Stored data entries:

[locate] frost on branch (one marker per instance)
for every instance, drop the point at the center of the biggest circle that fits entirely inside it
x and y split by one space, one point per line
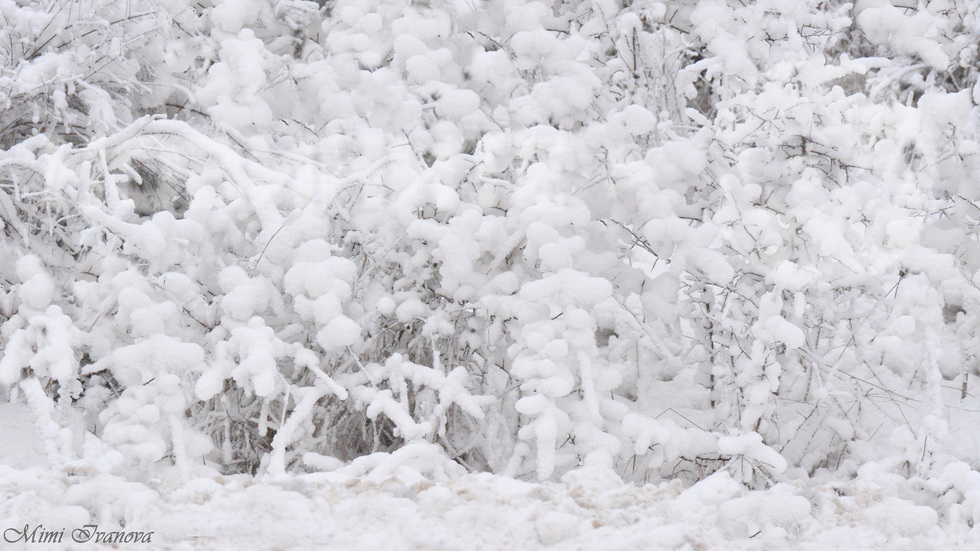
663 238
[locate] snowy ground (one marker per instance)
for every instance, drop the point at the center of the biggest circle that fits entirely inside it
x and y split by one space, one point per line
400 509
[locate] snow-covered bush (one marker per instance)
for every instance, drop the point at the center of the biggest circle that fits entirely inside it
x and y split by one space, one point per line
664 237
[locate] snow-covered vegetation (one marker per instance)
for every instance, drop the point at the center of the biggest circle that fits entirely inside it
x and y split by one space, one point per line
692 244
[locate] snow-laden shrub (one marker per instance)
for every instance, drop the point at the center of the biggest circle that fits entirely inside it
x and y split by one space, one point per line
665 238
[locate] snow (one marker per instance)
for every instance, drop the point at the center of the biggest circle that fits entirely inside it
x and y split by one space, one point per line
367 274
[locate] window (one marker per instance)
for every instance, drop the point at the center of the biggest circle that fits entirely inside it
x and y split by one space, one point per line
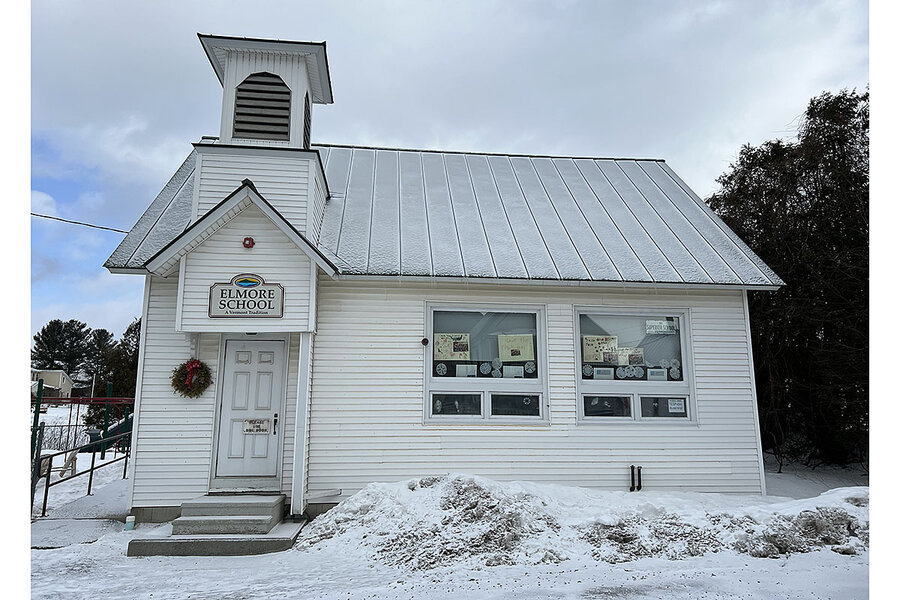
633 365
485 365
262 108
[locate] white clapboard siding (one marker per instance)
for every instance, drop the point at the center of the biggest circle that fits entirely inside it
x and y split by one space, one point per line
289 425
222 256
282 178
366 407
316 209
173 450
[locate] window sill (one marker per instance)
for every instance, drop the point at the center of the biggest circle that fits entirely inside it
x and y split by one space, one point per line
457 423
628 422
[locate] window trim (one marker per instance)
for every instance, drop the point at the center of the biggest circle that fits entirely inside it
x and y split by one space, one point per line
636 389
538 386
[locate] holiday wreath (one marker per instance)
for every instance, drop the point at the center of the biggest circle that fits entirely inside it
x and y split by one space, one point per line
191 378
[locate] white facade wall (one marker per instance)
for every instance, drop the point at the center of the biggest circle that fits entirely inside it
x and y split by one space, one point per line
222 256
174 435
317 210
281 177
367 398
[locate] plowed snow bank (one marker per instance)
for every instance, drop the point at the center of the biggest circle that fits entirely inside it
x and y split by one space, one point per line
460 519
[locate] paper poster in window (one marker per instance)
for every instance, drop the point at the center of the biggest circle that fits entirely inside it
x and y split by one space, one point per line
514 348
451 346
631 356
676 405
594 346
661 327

▸ TASK PROMPT: The answer should hold every entry exactly as given and no pictures at all.

▸ PROBLEM SOLUTION:
[locate] frost on branch (one marker per instance)
for every instance, drop the point at the center of the biggest circle that fits entirely inside it
x and y split by one space, one point per line
663 238
[locate] snowy ground (one marker per instance)
for every instance, drop the point at the center of the biggest circle that fits entirely inside it
x and y split by one space, one point per line
400 509
[locate] snow-covered bush (one marker per instance)
for every instance, drop the point at the center of the biggest circle that fits entirely inside it
x and y split by one space, one point per line
664 237
[locate] snow-covered vegetation (one marker per instance)
for every instance, drop the point at the center of the biggest circle that fits entirely inside it
x and y split by one space, one point per line
692 244
[locate] snow-laden shrub (one marker per instance)
for every instance, drop the point at the center of the biggest circle that fits entirely inside it
x and y split by one space, one point per line
665 238
[locate] snow (one marker per instance)
for every instance, drop the point at the center of the biggest circle that fits entirely inside it
x and y split by one space, one point per line
367 274
[locate] window (one marker per instance)
for every instance, drop the point at the center of the biggest circle that fits entirely inside it
x and y split by one space, one point per line
633 365
485 365
262 108
[locate] white clapboard siding (one marker per instance)
for every instance, drop the point at the center of the biggest circle that fits entirely inside it
x and y split by one space, one point per line
289 425
222 256
282 178
366 407
316 209
173 450
[locate] window sill (one marker per instance)
for every instance, drop the point at the center of the biggest circle that fits entirely inside it
x and y split by one space, one point per line
457 423
628 422
[locate] window trim (one marker per instance)
for every instance, drop the point at the center of the biggest circle that fits entirely inside it
x and y split by one space, one point per line
636 389
538 386
[locate] holiday wreath (one marker per instance)
for every instance, drop the point at the center of the biggest circle that fits entirely inside it
x and y split by one space, one point per line
191 378
[locate] white facade wall (one marker per instance)
for every instance, drop the point at the center of the biggest circle that fits entirely inside it
x and y split by one space, one point per line
222 256
174 435
317 210
281 177
367 398
[locate] plowed snow bank (one marker per instance)
for every instance, drop the point at the center of the biggest circle that fits entirely inside it
x and y split by one space, one point per line
460 519
[locate] paper poster in window (one marker per instance)
for every instance, drop the point at the center of the biggest circle that fits entirely inside it
x and y split by one space, one point per line
514 348
451 346
631 356
676 405
594 346
661 327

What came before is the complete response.